═══ Records shown ═══

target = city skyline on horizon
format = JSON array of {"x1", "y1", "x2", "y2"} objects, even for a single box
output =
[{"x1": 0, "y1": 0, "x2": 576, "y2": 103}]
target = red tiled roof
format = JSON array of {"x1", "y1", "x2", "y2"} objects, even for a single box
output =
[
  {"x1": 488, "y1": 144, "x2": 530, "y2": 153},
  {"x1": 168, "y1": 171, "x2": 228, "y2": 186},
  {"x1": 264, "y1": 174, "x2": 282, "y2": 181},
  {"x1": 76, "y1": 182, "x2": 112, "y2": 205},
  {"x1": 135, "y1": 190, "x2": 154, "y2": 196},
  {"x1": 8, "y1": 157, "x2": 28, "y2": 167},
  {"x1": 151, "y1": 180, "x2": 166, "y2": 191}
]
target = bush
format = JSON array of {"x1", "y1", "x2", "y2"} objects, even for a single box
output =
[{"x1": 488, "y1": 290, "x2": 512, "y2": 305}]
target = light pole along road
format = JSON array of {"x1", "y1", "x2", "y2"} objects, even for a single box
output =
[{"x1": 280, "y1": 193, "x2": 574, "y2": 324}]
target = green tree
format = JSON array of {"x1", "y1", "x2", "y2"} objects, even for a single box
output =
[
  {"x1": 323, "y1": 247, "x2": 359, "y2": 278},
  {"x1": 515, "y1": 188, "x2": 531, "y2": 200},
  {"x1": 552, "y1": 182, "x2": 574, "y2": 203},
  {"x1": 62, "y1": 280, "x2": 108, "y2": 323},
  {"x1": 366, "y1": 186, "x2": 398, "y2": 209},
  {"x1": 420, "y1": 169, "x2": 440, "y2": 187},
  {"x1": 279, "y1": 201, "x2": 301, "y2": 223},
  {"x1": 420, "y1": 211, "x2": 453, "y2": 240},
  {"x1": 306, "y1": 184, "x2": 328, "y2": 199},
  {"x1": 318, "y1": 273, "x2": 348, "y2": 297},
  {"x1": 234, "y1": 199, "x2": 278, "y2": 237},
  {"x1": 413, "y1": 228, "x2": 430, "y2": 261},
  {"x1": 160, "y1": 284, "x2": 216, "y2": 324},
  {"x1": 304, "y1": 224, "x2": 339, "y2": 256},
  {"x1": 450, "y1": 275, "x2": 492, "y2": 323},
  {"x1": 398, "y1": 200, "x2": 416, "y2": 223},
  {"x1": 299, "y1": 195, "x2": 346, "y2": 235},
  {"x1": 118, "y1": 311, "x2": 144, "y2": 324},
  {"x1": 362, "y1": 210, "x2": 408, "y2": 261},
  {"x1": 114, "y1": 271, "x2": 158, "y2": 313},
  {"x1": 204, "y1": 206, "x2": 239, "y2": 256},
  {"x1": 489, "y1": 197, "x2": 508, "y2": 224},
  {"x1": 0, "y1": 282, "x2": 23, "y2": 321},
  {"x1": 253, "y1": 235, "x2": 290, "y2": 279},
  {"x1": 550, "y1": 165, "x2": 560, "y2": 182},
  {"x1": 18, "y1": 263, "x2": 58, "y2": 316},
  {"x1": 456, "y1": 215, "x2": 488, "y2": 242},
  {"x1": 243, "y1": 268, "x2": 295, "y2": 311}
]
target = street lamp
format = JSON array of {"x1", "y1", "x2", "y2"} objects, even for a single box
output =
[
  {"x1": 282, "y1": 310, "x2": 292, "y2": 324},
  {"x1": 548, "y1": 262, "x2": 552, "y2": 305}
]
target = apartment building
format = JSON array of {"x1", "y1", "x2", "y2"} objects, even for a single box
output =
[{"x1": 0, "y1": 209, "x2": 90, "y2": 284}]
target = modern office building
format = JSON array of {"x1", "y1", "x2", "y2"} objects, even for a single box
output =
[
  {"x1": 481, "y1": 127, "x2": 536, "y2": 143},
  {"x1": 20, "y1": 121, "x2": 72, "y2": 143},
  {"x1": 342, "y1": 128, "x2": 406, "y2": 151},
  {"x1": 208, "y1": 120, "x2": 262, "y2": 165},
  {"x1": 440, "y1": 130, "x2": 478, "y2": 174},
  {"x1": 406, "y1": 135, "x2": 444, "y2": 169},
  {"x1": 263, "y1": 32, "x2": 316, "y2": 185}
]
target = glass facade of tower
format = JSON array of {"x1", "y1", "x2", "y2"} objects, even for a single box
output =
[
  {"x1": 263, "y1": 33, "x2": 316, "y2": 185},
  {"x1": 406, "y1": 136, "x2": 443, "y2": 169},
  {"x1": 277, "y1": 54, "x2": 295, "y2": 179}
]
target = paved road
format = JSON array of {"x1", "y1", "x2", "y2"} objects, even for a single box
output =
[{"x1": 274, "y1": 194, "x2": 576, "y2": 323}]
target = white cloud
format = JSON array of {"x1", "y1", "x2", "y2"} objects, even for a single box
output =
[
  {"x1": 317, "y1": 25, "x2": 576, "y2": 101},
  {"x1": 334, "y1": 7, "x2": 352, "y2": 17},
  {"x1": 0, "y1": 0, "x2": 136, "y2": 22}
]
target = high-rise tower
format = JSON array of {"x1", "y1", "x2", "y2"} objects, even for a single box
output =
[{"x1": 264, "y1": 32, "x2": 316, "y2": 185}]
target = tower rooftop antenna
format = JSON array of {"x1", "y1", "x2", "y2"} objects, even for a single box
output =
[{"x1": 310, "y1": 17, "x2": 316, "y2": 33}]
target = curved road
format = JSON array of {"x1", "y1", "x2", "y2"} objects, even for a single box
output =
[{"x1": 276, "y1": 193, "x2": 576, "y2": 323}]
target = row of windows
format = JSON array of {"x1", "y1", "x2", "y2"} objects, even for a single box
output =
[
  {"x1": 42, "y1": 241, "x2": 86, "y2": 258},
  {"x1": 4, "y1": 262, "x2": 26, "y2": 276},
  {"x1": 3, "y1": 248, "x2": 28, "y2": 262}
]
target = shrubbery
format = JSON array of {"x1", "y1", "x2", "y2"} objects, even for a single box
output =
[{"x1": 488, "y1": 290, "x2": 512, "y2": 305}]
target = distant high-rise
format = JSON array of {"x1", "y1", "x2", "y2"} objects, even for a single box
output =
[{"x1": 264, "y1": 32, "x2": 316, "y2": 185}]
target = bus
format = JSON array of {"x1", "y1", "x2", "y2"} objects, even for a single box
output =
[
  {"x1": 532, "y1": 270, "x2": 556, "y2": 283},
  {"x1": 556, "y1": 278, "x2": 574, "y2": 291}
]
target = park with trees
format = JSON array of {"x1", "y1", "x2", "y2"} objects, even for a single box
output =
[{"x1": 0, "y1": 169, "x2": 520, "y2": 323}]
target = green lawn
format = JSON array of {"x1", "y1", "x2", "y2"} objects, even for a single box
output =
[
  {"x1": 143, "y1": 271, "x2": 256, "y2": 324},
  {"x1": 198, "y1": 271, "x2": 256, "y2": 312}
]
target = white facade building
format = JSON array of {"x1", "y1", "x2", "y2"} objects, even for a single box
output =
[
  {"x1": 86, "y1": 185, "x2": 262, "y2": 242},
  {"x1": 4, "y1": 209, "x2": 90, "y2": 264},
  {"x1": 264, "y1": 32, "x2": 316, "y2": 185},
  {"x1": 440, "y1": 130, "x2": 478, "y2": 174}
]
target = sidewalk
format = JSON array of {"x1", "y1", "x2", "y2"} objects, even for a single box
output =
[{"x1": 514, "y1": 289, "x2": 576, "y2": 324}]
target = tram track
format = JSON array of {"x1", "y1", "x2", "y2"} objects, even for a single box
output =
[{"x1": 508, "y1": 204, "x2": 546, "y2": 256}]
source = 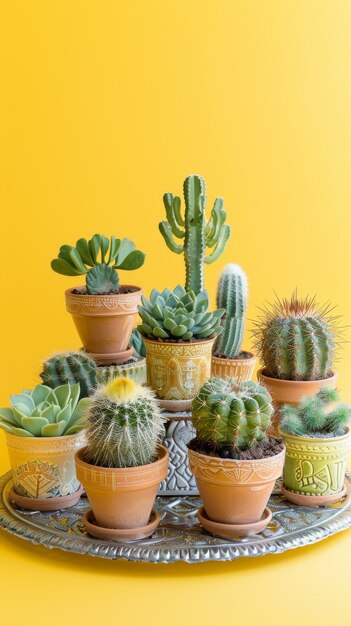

═══

What is expected
Copy all of these records exactly, leaving the pictures out of your answer.

Reply to the exercise
target = city skyline on horizon
format = JSON array of {"x1", "y1", "x2", "y2"} objects, even for a single box
output =
[{"x1": 0, "y1": 0, "x2": 576, "y2": 103}]
target = red tiled roof
format = JSON array of {"x1", "y1", "x2", "y2"} objects, even for a single box
output =
[
  {"x1": 488, "y1": 144, "x2": 530, "y2": 153},
  {"x1": 168, "y1": 171, "x2": 228, "y2": 186},
  {"x1": 264, "y1": 174, "x2": 282, "y2": 181},
  {"x1": 76, "y1": 182, "x2": 112, "y2": 205},
  {"x1": 135, "y1": 190, "x2": 154, "y2": 196},
  {"x1": 8, "y1": 157, "x2": 28, "y2": 167},
  {"x1": 151, "y1": 180, "x2": 166, "y2": 191}
]
target = bush
format = JSON array of {"x1", "y1", "x2", "y2"} objects, even for a single box
output =
[{"x1": 488, "y1": 290, "x2": 512, "y2": 305}]
target = light pole along road
format = JSON array of {"x1", "y1", "x2", "y2"} objects, even for a single box
output =
[{"x1": 280, "y1": 193, "x2": 574, "y2": 324}]
target = green tree
format = JSON array of {"x1", "y1", "x2", "y2"} objects, even for a single box
output =
[
  {"x1": 323, "y1": 247, "x2": 359, "y2": 278},
  {"x1": 515, "y1": 188, "x2": 531, "y2": 200},
  {"x1": 552, "y1": 182, "x2": 574, "y2": 203},
  {"x1": 62, "y1": 280, "x2": 108, "y2": 323},
  {"x1": 366, "y1": 186, "x2": 398, "y2": 209},
  {"x1": 420, "y1": 169, "x2": 440, "y2": 187},
  {"x1": 279, "y1": 201, "x2": 301, "y2": 223},
  {"x1": 420, "y1": 211, "x2": 453, "y2": 240},
  {"x1": 306, "y1": 184, "x2": 328, "y2": 199},
  {"x1": 318, "y1": 273, "x2": 348, "y2": 297},
  {"x1": 234, "y1": 199, "x2": 278, "y2": 237},
  {"x1": 413, "y1": 228, "x2": 430, "y2": 261},
  {"x1": 160, "y1": 284, "x2": 216, "y2": 324},
  {"x1": 304, "y1": 224, "x2": 339, "y2": 256},
  {"x1": 450, "y1": 275, "x2": 492, "y2": 323},
  {"x1": 398, "y1": 200, "x2": 416, "y2": 223},
  {"x1": 299, "y1": 195, "x2": 346, "y2": 235},
  {"x1": 118, "y1": 311, "x2": 144, "y2": 324},
  {"x1": 362, "y1": 210, "x2": 408, "y2": 261},
  {"x1": 114, "y1": 271, "x2": 158, "y2": 313},
  {"x1": 204, "y1": 206, "x2": 239, "y2": 256},
  {"x1": 489, "y1": 197, "x2": 508, "y2": 224},
  {"x1": 0, "y1": 282, "x2": 23, "y2": 321},
  {"x1": 253, "y1": 235, "x2": 290, "y2": 279},
  {"x1": 550, "y1": 165, "x2": 560, "y2": 182},
  {"x1": 18, "y1": 263, "x2": 58, "y2": 316},
  {"x1": 456, "y1": 215, "x2": 488, "y2": 242},
  {"x1": 243, "y1": 268, "x2": 295, "y2": 311}
]
target = street lamp
format = JSON array of {"x1", "y1", "x2", "y2"} objects, even for a single box
output =
[
  {"x1": 282, "y1": 310, "x2": 292, "y2": 324},
  {"x1": 548, "y1": 262, "x2": 552, "y2": 305}
]
target = apartment building
format = JSON array of {"x1", "y1", "x2", "y2"} objects, even for a single box
output =
[{"x1": 0, "y1": 209, "x2": 90, "y2": 284}]
target = modern office building
format = JSON array of {"x1", "y1", "x2", "y2"} objects, even for a single box
output =
[
  {"x1": 481, "y1": 127, "x2": 536, "y2": 143},
  {"x1": 20, "y1": 121, "x2": 72, "y2": 143},
  {"x1": 342, "y1": 128, "x2": 406, "y2": 151},
  {"x1": 208, "y1": 120, "x2": 262, "y2": 165},
  {"x1": 440, "y1": 130, "x2": 478, "y2": 174},
  {"x1": 406, "y1": 135, "x2": 444, "y2": 169},
  {"x1": 263, "y1": 32, "x2": 316, "y2": 185}
]
target = glass facade of tower
format = JSON array of {"x1", "y1", "x2", "y2"} objects, even for a single box
output =
[
  {"x1": 263, "y1": 33, "x2": 316, "y2": 185},
  {"x1": 406, "y1": 136, "x2": 443, "y2": 169},
  {"x1": 277, "y1": 54, "x2": 295, "y2": 179}
]
target = paved road
format = JSON array of {"x1", "y1", "x2", "y2"} objects, even for a single box
output =
[{"x1": 274, "y1": 194, "x2": 576, "y2": 323}]
target = white cloud
format = JSON array of {"x1", "y1", "x2", "y2"} objects, even for a single box
output =
[
  {"x1": 317, "y1": 25, "x2": 576, "y2": 101},
  {"x1": 334, "y1": 7, "x2": 352, "y2": 17},
  {"x1": 0, "y1": 0, "x2": 136, "y2": 22}
]
target = high-rise tower
format = JSON array of {"x1", "y1", "x2", "y2"} objects, even for a single box
output =
[{"x1": 264, "y1": 32, "x2": 316, "y2": 185}]
target = tower rooftop antenna
format = JSON array of {"x1", "y1", "x2", "y2"} objects, even for a single box
output =
[{"x1": 310, "y1": 17, "x2": 316, "y2": 33}]
target = curved road
format = JSON array of {"x1", "y1", "x2", "y2"} objects, even for a single box
output =
[{"x1": 276, "y1": 193, "x2": 576, "y2": 323}]
target = row of windows
format = JSON array of {"x1", "y1", "x2", "y2"} objects, even for a single box
output =
[
  {"x1": 42, "y1": 241, "x2": 86, "y2": 258},
  {"x1": 4, "y1": 262, "x2": 26, "y2": 276},
  {"x1": 3, "y1": 248, "x2": 28, "y2": 262}
]
target = shrubbery
format = JSON array of {"x1", "y1", "x2", "y2"} objects, even for a single box
output =
[{"x1": 488, "y1": 290, "x2": 512, "y2": 305}]
target = distant high-rise
format = JSON array of {"x1", "y1", "x2", "y2"} objects, even for a single box
output =
[{"x1": 264, "y1": 32, "x2": 316, "y2": 185}]
target = bus
format = JSON array of {"x1", "y1", "x2", "y2"} objects, even for a single box
output =
[
  {"x1": 532, "y1": 270, "x2": 556, "y2": 283},
  {"x1": 556, "y1": 278, "x2": 574, "y2": 291}
]
target = park with trees
format = JSON array of {"x1", "y1", "x2", "y2"} objects, even for a single box
output =
[{"x1": 0, "y1": 169, "x2": 520, "y2": 323}]
target = green lawn
format = JSON array of {"x1", "y1", "x2", "y2"} objects, even for a single box
output =
[
  {"x1": 143, "y1": 271, "x2": 256, "y2": 324},
  {"x1": 198, "y1": 271, "x2": 256, "y2": 312}
]
target = white facade building
format = JSON array of {"x1", "y1", "x2", "y2"} objects, even for a single box
output =
[
  {"x1": 86, "y1": 185, "x2": 262, "y2": 242},
  {"x1": 4, "y1": 209, "x2": 90, "y2": 264},
  {"x1": 264, "y1": 32, "x2": 316, "y2": 185},
  {"x1": 440, "y1": 130, "x2": 478, "y2": 174}
]
target = sidewalk
format = JSON array of {"x1", "y1", "x2", "y2"} objects, even for a single box
output =
[{"x1": 514, "y1": 289, "x2": 576, "y2": 324}]
target = tram track
format = JSON array of {"x1", "y1", "x2", "y2"} objects, even for a single box
output =
[{"x1": 508, "y1": 204, "x2": 546, "y2": 256}]
source = 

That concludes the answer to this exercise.